══ Material to process

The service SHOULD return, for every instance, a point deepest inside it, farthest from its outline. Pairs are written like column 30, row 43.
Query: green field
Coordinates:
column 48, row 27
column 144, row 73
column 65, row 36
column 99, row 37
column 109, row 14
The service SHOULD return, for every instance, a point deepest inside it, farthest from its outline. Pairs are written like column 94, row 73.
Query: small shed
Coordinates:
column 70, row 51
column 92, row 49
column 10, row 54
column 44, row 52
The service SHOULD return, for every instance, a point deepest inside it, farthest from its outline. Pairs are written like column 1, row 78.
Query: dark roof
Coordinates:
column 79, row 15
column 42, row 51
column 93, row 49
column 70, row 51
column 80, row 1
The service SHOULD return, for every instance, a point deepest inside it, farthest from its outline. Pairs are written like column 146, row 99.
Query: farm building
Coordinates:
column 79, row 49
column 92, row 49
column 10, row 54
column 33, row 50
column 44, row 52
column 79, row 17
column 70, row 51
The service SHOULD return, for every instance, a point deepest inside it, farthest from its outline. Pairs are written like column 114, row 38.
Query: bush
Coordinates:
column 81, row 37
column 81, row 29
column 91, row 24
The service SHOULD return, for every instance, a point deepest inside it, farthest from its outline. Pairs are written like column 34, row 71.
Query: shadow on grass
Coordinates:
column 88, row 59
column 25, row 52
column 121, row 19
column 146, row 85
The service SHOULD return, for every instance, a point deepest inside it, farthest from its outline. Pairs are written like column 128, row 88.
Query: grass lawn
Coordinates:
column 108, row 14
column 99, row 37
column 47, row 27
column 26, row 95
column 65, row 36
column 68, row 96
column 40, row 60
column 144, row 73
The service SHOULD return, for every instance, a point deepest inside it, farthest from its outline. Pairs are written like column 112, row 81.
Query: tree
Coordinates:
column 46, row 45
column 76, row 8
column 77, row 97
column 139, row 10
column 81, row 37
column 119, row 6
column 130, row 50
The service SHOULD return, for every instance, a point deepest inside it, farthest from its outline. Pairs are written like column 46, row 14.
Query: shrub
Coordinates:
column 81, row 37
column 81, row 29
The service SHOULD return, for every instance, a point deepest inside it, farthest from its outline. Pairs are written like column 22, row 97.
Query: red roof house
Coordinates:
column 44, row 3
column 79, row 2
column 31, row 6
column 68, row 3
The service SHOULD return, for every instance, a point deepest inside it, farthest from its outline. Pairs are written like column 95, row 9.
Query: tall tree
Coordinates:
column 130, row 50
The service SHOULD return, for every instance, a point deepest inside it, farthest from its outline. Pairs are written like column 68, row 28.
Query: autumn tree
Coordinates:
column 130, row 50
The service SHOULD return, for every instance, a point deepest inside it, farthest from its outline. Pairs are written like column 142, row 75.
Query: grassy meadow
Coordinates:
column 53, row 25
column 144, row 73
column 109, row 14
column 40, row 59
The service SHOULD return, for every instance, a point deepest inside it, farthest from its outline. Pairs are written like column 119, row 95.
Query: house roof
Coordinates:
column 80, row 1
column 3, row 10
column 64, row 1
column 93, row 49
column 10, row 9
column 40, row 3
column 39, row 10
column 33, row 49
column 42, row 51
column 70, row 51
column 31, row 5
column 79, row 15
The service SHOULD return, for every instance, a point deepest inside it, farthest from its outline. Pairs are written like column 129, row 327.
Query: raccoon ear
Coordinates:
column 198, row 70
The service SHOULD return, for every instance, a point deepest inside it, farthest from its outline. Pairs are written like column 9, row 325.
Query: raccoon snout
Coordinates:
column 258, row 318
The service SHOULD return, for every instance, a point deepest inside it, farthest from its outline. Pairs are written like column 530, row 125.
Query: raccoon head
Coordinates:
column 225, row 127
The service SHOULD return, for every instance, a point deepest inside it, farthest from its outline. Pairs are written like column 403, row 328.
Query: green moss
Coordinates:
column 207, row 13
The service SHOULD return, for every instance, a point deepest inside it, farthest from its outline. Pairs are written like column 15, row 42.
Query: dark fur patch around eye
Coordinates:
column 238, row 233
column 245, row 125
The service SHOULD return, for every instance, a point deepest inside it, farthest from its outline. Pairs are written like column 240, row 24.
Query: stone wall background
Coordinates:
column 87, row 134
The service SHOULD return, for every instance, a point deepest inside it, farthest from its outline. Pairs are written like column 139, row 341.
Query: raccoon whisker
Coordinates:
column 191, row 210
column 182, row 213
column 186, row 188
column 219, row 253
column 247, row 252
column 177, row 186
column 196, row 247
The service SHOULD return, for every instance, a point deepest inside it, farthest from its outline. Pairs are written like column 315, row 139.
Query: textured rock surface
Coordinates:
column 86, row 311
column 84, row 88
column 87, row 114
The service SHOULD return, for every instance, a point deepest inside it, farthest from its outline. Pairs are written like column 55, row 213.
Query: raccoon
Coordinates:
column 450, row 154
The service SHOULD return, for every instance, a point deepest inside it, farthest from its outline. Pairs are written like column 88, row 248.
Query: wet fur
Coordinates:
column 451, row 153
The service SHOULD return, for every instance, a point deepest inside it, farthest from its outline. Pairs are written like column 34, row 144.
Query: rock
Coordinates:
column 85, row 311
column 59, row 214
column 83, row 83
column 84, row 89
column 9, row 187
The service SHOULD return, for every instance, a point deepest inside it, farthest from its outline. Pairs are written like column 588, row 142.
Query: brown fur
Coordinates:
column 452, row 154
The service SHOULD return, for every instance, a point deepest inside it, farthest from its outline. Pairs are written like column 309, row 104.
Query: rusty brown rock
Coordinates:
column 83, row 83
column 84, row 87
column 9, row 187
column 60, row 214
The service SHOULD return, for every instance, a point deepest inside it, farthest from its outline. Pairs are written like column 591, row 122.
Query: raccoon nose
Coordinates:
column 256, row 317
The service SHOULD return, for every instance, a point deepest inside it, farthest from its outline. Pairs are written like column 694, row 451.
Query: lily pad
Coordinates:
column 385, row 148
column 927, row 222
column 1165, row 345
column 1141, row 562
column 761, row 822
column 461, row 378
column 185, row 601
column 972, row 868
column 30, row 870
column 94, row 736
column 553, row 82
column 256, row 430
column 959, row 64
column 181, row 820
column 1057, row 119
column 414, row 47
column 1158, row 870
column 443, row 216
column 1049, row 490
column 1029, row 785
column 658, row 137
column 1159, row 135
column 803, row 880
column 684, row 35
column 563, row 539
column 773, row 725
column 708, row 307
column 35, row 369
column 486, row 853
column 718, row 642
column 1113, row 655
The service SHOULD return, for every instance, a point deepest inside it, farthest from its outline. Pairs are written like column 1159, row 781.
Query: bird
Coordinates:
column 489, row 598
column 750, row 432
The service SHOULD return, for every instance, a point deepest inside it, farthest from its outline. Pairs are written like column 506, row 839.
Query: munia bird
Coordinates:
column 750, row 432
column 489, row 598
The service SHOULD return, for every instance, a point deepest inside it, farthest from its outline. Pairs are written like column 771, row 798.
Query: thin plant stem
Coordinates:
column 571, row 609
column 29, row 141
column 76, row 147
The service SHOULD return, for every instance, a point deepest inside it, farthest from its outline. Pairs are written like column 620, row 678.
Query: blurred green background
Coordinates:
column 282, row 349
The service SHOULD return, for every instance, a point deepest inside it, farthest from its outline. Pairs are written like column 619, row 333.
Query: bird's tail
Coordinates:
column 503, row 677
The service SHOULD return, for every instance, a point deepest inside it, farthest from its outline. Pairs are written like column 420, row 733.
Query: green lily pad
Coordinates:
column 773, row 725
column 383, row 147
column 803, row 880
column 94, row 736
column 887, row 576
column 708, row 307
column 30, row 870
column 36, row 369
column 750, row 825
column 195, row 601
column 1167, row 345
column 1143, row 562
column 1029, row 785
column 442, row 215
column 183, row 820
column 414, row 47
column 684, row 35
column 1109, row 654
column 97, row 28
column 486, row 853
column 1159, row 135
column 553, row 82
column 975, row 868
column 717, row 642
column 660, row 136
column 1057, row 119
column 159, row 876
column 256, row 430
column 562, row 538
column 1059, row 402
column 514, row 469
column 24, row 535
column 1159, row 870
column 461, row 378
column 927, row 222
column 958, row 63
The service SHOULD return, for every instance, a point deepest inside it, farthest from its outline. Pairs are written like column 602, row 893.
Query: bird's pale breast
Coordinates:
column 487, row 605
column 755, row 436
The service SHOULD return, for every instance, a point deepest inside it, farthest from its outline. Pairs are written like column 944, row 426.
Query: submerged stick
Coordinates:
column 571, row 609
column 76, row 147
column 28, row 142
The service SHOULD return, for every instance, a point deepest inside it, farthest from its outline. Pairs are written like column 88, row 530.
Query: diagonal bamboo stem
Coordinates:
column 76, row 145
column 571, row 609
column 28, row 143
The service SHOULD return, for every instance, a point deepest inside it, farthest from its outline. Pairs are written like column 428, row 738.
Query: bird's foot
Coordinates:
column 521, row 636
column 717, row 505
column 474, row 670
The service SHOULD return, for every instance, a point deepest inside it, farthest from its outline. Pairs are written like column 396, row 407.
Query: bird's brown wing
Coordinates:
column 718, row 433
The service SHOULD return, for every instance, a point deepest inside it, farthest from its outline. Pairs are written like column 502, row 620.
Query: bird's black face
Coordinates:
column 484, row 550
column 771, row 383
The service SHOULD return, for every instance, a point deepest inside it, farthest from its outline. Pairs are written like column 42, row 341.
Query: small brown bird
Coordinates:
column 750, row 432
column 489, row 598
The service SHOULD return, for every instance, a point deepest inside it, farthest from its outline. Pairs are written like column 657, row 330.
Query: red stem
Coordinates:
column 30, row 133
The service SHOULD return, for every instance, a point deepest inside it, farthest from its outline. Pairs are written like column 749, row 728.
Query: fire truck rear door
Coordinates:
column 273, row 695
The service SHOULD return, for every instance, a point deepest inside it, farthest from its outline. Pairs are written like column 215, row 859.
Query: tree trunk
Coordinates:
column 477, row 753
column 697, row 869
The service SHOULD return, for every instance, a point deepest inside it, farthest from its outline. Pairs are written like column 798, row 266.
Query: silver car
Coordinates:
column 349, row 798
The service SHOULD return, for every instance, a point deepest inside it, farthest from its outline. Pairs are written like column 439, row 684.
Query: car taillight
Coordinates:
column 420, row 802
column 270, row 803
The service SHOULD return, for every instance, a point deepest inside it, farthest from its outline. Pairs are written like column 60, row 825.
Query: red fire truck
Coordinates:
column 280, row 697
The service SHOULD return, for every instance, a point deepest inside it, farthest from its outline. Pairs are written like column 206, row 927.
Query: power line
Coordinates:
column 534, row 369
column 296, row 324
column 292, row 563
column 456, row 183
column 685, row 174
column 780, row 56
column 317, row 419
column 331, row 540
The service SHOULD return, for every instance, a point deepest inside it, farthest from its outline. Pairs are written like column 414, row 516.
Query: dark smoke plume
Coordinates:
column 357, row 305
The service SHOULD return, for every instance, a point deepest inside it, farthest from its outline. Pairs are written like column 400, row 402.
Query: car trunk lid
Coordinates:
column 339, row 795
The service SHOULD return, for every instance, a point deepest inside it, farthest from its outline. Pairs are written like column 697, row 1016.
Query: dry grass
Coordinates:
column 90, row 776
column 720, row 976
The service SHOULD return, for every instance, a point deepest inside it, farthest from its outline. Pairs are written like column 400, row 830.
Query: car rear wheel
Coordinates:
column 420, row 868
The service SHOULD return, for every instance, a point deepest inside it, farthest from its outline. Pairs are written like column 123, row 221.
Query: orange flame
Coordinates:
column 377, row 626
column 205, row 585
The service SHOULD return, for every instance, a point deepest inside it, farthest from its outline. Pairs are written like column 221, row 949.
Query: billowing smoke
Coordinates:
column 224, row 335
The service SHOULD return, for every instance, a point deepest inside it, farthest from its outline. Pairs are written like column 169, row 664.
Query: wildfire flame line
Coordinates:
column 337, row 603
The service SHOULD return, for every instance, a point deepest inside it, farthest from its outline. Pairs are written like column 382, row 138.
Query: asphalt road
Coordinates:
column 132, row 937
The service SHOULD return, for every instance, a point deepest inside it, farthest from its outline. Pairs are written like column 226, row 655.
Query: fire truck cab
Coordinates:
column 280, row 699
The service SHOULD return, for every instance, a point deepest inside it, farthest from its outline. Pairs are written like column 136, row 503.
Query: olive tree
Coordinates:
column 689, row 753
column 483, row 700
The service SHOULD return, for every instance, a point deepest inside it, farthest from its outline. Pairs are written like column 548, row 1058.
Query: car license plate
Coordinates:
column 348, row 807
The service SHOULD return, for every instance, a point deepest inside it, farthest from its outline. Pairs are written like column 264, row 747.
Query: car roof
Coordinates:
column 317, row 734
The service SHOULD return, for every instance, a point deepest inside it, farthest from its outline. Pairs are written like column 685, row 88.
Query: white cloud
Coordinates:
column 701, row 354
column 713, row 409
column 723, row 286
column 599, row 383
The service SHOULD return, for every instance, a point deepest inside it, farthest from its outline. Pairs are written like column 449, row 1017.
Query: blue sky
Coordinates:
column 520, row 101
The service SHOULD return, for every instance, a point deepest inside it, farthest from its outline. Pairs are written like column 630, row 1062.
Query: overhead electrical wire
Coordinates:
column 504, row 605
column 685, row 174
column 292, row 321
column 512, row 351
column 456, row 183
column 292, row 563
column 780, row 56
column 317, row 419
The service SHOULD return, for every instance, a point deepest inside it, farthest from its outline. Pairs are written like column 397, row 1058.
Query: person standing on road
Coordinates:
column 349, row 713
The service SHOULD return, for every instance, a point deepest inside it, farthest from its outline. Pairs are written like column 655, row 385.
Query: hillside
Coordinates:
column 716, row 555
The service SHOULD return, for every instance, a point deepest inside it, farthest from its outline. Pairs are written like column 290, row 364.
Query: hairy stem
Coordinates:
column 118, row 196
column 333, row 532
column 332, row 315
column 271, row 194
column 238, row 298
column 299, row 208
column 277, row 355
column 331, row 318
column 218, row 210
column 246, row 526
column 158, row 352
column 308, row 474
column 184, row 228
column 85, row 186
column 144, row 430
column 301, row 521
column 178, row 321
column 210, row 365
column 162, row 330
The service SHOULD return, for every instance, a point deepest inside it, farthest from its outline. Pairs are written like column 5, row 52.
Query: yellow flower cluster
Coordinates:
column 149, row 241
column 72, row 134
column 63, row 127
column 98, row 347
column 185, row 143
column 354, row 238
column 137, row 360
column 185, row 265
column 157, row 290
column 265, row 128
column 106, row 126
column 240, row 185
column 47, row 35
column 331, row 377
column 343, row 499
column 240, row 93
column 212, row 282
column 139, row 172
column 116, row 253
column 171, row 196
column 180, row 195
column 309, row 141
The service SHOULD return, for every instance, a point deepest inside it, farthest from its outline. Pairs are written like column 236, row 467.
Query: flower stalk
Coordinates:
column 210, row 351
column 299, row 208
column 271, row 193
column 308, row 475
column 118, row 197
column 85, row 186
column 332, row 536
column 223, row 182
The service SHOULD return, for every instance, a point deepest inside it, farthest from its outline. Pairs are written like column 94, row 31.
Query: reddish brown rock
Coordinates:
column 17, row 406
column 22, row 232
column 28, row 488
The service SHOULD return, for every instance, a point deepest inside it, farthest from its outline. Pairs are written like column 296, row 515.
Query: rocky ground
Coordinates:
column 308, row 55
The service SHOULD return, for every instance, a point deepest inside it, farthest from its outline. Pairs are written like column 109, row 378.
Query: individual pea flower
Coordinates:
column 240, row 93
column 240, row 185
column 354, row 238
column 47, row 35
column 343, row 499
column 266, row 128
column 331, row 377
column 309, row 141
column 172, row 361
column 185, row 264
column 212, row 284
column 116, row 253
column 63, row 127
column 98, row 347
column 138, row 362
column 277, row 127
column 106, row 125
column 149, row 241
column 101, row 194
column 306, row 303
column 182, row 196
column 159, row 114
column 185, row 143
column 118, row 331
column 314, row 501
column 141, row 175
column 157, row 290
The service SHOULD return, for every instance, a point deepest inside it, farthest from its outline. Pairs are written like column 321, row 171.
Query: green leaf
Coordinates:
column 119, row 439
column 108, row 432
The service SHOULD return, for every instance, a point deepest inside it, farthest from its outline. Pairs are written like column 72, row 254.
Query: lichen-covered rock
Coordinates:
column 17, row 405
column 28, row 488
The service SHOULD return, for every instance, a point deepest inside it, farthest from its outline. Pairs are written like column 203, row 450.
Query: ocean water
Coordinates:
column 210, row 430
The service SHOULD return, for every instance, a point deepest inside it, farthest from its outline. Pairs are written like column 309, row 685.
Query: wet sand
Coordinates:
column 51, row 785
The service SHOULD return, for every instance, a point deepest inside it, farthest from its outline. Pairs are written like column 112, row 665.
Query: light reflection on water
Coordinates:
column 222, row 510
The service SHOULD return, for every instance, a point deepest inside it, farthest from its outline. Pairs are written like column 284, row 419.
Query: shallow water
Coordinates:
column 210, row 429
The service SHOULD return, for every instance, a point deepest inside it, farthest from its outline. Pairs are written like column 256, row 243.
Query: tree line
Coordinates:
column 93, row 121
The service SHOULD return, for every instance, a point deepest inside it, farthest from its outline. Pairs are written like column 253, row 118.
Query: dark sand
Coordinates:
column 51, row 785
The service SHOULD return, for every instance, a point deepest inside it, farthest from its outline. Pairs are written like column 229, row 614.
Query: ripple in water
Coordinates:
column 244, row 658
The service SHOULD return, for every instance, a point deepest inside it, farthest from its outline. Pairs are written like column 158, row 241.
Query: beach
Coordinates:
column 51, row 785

════

Stated exercise
Repeat, without change, each line of the data above from the one that contains "309, row 685." through the final line, counting both.

The solution
The service SHOULD return, for every instance, a point deepest inside it, farthest from its outline. Pairs are written like column 309, row 685.
Query: wet sand
Coordinates:
column 51, row 785
The service SHOULD return, for every instance, a point deepest inside it, farthest from its outline. Pairs are written like column 112, row 665.
Query: light reflection on water
Coordinates:
column 222, row 510
The service SHOULD return, for every instance, a point deepest inside it, farthest from its outline. Pairs are written like column 284, row 419.
Query: shallow water
Coordinates:
column 210, row 429
The service SHOULD return, for every instance, a point deepest inside it, farthest from its outline. Pairs are written like column 256, row 243.
Query: tree line
Coordinates:
column 93, row 121
The service SHOULD return, for every instance, a point deepest inside it, farthest from its outline. Pairs are written like column 253, row 118.
Query: dark sand
Coordinates:
column 51, row 785
The service SHOULD return, for every instance, a point deepest inside it, farthest from its outline. Pairs are written like column 229, row 614.
Query: ripple in water
Coordinates:
column 244, row 658
The service SHOULD return, for every instance, a point deepest inside it, farthest from its outline. Pairs are written like column 158, row 241.
Query: beach
Coordinates:
column 51, row 785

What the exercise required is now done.